*** LISTED RECORDS ***

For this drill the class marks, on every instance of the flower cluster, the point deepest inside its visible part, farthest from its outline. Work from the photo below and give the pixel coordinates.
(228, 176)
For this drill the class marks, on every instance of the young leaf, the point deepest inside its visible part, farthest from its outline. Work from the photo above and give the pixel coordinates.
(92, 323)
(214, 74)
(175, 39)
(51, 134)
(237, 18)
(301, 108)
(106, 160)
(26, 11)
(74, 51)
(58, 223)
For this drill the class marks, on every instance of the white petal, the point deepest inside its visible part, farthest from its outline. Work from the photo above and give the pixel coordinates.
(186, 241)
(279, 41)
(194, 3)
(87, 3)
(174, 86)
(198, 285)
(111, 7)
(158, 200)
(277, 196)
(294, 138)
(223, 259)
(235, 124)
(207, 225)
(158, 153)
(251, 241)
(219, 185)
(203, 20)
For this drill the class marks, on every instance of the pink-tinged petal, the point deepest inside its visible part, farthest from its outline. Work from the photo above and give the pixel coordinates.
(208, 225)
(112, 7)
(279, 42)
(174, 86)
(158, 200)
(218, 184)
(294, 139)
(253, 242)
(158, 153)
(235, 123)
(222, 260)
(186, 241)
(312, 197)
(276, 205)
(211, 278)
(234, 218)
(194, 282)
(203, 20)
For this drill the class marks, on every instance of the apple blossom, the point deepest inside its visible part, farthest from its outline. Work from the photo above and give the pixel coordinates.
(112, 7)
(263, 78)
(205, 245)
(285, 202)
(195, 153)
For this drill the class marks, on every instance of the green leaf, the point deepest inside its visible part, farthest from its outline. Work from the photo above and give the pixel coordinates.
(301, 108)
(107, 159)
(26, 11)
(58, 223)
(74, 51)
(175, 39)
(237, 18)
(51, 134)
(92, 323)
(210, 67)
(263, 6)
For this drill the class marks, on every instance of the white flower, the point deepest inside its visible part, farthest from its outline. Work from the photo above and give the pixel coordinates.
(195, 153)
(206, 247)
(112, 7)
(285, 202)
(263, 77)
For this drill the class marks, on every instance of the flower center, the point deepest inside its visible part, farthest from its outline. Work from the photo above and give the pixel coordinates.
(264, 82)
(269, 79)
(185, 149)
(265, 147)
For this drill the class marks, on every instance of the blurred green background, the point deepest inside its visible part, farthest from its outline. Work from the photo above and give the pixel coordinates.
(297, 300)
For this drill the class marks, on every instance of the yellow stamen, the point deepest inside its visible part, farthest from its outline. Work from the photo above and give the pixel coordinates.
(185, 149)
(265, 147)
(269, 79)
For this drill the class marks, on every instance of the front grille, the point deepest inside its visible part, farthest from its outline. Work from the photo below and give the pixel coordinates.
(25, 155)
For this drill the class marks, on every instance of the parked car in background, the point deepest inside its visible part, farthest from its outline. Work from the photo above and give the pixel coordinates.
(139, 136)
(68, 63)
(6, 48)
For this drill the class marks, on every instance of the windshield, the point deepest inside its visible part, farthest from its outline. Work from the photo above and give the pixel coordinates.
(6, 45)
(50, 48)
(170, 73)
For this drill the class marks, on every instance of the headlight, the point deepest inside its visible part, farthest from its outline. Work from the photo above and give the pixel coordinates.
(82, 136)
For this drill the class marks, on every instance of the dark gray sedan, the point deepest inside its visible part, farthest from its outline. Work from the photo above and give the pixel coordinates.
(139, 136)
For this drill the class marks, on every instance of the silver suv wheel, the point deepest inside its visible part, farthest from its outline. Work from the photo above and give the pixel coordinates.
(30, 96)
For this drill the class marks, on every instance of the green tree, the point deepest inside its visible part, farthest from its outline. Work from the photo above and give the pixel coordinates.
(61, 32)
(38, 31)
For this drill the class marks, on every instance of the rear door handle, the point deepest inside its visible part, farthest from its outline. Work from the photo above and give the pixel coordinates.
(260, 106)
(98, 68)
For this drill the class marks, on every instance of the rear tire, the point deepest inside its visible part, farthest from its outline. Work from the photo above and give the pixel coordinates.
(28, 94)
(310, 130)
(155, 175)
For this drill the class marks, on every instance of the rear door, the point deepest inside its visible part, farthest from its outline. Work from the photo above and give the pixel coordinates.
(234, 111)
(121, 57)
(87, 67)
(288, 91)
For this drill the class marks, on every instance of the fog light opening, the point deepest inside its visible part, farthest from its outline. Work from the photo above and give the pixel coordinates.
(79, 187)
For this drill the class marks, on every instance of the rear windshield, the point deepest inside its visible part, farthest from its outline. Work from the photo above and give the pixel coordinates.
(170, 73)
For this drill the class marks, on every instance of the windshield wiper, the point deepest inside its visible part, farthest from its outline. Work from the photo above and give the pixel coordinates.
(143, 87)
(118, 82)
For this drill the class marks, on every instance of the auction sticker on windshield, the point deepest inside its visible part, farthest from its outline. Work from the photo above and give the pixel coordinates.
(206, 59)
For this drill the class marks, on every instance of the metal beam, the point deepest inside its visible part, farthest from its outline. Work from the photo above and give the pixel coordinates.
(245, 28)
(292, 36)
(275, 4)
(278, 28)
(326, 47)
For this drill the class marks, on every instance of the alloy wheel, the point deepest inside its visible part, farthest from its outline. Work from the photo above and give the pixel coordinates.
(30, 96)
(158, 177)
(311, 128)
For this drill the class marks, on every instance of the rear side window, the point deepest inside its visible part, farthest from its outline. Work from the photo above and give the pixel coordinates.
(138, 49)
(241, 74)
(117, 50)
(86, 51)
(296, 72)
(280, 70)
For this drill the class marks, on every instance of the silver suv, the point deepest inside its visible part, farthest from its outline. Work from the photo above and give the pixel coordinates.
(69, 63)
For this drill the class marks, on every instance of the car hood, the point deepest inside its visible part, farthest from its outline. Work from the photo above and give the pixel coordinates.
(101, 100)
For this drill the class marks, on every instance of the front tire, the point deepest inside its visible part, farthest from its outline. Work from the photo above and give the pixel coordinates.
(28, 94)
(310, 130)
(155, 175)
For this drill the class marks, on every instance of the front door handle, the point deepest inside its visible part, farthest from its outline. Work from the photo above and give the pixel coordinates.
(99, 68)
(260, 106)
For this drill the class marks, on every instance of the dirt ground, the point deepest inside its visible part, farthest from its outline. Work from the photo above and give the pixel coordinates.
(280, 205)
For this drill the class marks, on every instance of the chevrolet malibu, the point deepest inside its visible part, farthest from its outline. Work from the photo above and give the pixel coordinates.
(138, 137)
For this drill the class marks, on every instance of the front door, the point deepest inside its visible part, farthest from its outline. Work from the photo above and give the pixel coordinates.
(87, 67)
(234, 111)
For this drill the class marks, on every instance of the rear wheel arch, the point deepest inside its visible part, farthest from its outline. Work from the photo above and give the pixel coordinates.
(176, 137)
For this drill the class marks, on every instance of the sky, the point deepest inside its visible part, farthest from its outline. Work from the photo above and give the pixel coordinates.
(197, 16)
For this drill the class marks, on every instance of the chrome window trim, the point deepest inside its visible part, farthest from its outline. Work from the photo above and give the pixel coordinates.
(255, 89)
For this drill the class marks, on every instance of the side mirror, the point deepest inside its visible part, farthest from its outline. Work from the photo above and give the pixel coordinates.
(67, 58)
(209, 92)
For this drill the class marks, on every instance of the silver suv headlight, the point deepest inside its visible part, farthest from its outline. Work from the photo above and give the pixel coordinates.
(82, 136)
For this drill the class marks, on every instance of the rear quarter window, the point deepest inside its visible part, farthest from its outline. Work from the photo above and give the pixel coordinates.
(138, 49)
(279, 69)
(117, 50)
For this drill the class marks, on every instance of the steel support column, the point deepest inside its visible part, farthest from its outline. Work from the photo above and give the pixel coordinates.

***

■ WHAT IS BEING ASKED ■
Give the entries above as a JSON list of strings, one string per line, with blank lines left out.

■ RESULT OF THIS EXERCISE ■
[
  "For this drill the class marks, on every instance of the flower cluster, the point deepest inside its visible part, farthest from its outline. Work from the photo below and give the pixel coordinates.",
  "(228, 176)",
  "For this drill the class marks, on every instance of the young leaf, the point deepest inside its visible part, farthest from its outline. Work from the photo above and give the pixel coordinates.",
  "(92, 323)",
  "(214, 74)",
  "(175, 39)",
  "(51, 134)",
  "(237, 18)",
  "(301, 108)",
  "(106, 160)",
  "(26, 11)",
  "(74, 51)",
  "(58, 223)",
  "For this drill the class marks, on every instance of the white petal, the point deepest inside its visible part, farthest from its outline. Work from the photo above and give the pixel coordinates.",
  "(186, 241)",
  "(279, 41)",
  "(194, 3)",
  "(87, 3)",
  "(174, 86)",
  "(198, 285)",
  "(111, 7)",
  "(158, 200)",
  "(277, 196)",
  "(294, 138)",
  "(223, 259)",
  "(235, 124)",
  "(207, 225)",
  "(158, 153)",
  "(251, 241)",
  "(219, 185)",
  "(203, 20)",
  "For this drill the class marks, on every instance of the pink-tinged petal, the point deepest inside its visible part, farthest from its outline. Work from the photo above and give the pixel coordinates.",
  "(208, 225)",
  "(112, 7)",
  "(279, 42)",
  "(174, 86)",
  "(158, 200)",
  "(218, 184)",
  "(294, 139)",
  "(253, 242)",
  "(158, 153)",
  "(235, 123)",
  "(222, 260)",
  "(186, 241)",
  "(312, 197)",
  "(276, 205)",
  "(211, 278)",
  "(234, 218)",
  "(194, 282)",
  "(203, 20)",
  "For this drill the class marks, on every instance of the apple blossom, the point deepest inside its visible part, farthest from its outline. Work from the photo above and give the pixel coordinates.",
  "(112, 7)",
  "(263, 78)",
  "(205, 245)",
  "(285, 202)",
  "(195, 153)",
  "For this drill the class marks, on every instance of the green leaf, the point deepest inside its visible part, farthest from its outline. Work from the photo above and give the pixel coordinates.",
  "(301, 108)",
  "(107, 159)",
  "(26, 11)",
  "(58, 223)",
  "(74, 51)",
  "(175, 39)",
  "(237, 18)",
  "(51, 134)",
  "(92, 323)",
  "(210, 67)",
  "(263, 6)",
  "For this drill the class marks, on every instance of the white flower, the point deepest inside its visible part, farthest from its outline. Work from the photo above and give the pixel coordinates.",
  "(195, 153)",
  "(206, 247)",
  "(112, 7)",
  "(285, 202)",
  "(263, 77)",
  "For this drill the class marks, on every instance of the flower center, the point deepest inside its visible part, farthest from its outline. Work from the photo above and give the pixel coordinates.",
  "(264, 82)",
  "(269, 79)",
  "(185, 149)",
  "(265, 147)",
  "For this drill the class marks, on every instance of the blurred green background, the point deepest inside its visible part, farthest from its outline. Work from the photo above and give the pixel coordinates.",
  "(297, 300)",
  "For this drill the class marks, on every instance of the yellow stamen, the point deepest inside its visible part, farthest from its outline. Work from the photo above and give the pixel coordinates.",
  "(185, 149)",
  "(265, 147)",
  "(269, 79)",
  "For this drill the class marks, on every instance of the front grille, the point deepest inside its visible part, farthest from its outline. Work from the photo below and give the pixel coordinates.",
  "(25, 155)",
  "For this drill the class marks, on every instance of the parked car in background, the point deepest inside its visible part, farthest from its outline. Work from the photo above and give the pixel coordinates.",
  "(139, 136)",
  "(68, 63)",
  "(6, 48)",
  "For this drill the class marks, on every instance of the windshield, the point deepest inside its visible part, farthest from its outline. Work from the photo above and give the pixel coordinates.",
  "(6, 45)",
  "(50, 48)",
  "(170, 73)",
  "For this drill the class marks, on every instance of the headlight, the point deepest inside its visible part, farthest from its outline. Work from the photo above and give the pixel coordinates.",
  "(82, 136)",
  "For this drill the class marks, on every instance of the dark gray sedan, the point deepest inside its visible part, farthest from its outline. Work from the photo above and give the pixel coordinates.",
  "(139, 136)",
  "For this drill the class marks, on every instance of the silver suv wheel, the point deepest inside its visible part, farthest from its outline. Work from the photo above and give the pixel coordinates.",
  "(30, 96)",
  "For this drill the class marks, on every instance of the green tree, the point deepest inside its visible part, farthest from its outline. Work from the photo above and give the pixel coordinates.",
  "(61, 32)",
  "(38, 31)",
  "For this drill the class marks, on every instance of the rear door handle, the point deepest inside its visible part, farthest from its outline. Work from the photo above and give the pixel coordinates.",
  "(260, 106)",
  "(98, 68)",
  "For this drill the class marks, on every instance of the rear tire, the point deepest inside its visible part, farthest from its outline. Work from the photo above and give the pixel coordinates.",
  "(28, 94)",
  "(310, 130)",
  "(155, 175)",
  "For this drill the class marks, on every instance of the rear door, the point deepest inside its visible part, farthest from its outline. Work from the photo above and give the pixel coordinates.",
  "(234, 111)",
  "(121, 57)",
  "(87, 67)",
  "(288, 91)",
  "For this drill the class marks, on every instance of the fog light opening, the point deepest inside its visible part, farthest from its outline. Work from the photo above and give the pixel coordinates.",
  "(79, 187)",
  "For this drill the class marks, on every instance of the rear windshield, the point deepest inside its visible part, farthest from its outline. Work from the photo above and give the pixel coordinates.",
  "(170, 73)",
  "For this drill the class marks, on every instance of the windshield wiper, the point deepest inside its visible part, farthest from its outline. Work from the photo above and give the pixel coordinates.",
  "(143, 87)",
  "(118, 82)",
  "For this drill the class marks, on every instance of the auction sticker on windshield, the point deepest inside its visible part, farthest from its outline. Work from the photo above and give the pixel coordinates.",
  "(206, 59)",
  "For this drill the class marks, on every instance of the metal beam, the point deepest inside its visible part, farthest from its outline. Work from the photo above and give the pixel coordinates.",
  "(245, 28)",
  "(292, 36)",
  "(275, 4)",
  "(278, 28)",
  "(326, 47)",
  "For this drill the class marks, on every instance of the alloy wheel, the point deepest inside its visible part, farthest from its outline. Work from the photo above and give the pixel coordinates.",
  "(30, 96)",
  "(158, 177)",
  "(311, 128)",
  "For this drill the class marks, on every instance of the rear side window, the point deepest inside its visible part, farthest from its outline. Work from the photo above and give the pixel coordinates.",
  "(138, 49)",
  "(241, 74)",
  "(117, 50)",
  "(86, 51)",
  "(296, 72)",
  "(280, 70)",
  "For this drill the class marks, on every instance of the silver suv, the point deepest inside its visible part, farthest from its outline. Work from the photo above and give the pixel coordinates.",
  "(69, 63)",
  "For this drill the class marks, on every instance of the car hood, the point deepest inside its visible part, farthest from its outline. Work from the photo above and give the pixel coordinates.",
  "(101, 100)",
  "For this drill the class marks, on every instance of the front tire, the point deepest inside its visible part, farthest from its outline. Work from the photo above and give the pixel coordinates.",
  "(28, 94)",
  "(310, 130)",
  "(155, 175)",
  "For this drill the class marks, on every instance of the front door handle, the point deepest inside its visible part, farthest from its outline. Work from the photo above and give the pixel coordinates.",
  "(99, 68)",
  "(260, 106)",
  "For this drill the class marks, on every instance of the dirt ground, the point deepest inside its visible part, farthest from its outline. Work from the photo above and give the pixel coordinates.",
  "(280, 205)",
  "For this drill the class marks, on every instance of the chevrolet malibu, the point deepest inside its visible part, farthest from its outline. Work from the photo above and give the pixel coordinates.",
  "(138, 137)",
  "For this drill the class marks, on every instance of the front door, the point deepest inside its visible part, farthest from its outline. Work from the photo above and give the pixel coordinates.",
  "(87, 67)",
  "(234, 111)",
  "For this drill the class marks, on every instance of the rear wheel arch, the point deepest inside its visible part, farthest from its outline. Work from the photo above and give the pixel coordinates.",
  "(176, 137)",
  "For this drill the class marks, on every instance of the sky, the point deepest inside its visible part, farthest from its outline. Work from the photo above and give the pixel coordinates.",
  "(197, 16)",
  "For this drill the class marks, on every instance of the chrome window trim, the point deepest inside its visible part, farthest from its outline. Work from the photo above and give the pixel coordinates.",
  "(255, 89)",
  "For this drill the class marks, on every instance of the side mirror, the point deepest inside its visible part, farthest from its outline. Work from the photo above and give the pixel coordinates.",
  "(67, 58)",
  "(209, 92)",
  "For this drill the class marks, on every instance of the silver suv headlight, the point deepest inside its visible part, farthest from its outline. Work from the photo above and give the pixel coordinates.",
  "(82, 136)",
  "For this drill the class marks, on every instance of the rear quarter window, the point deepest inside its visible part, farthest from its outline. Work from the photo above and give the pixel coordinates.",
  "(138, 49)",
  "(279, 69)",
  "(117, 50)",
  "For this drill the class marks, on every instance of the steel support column, the point deepest inside its visible part, farthest from its outline. Work from the photo above and give the pixel coordinates."
]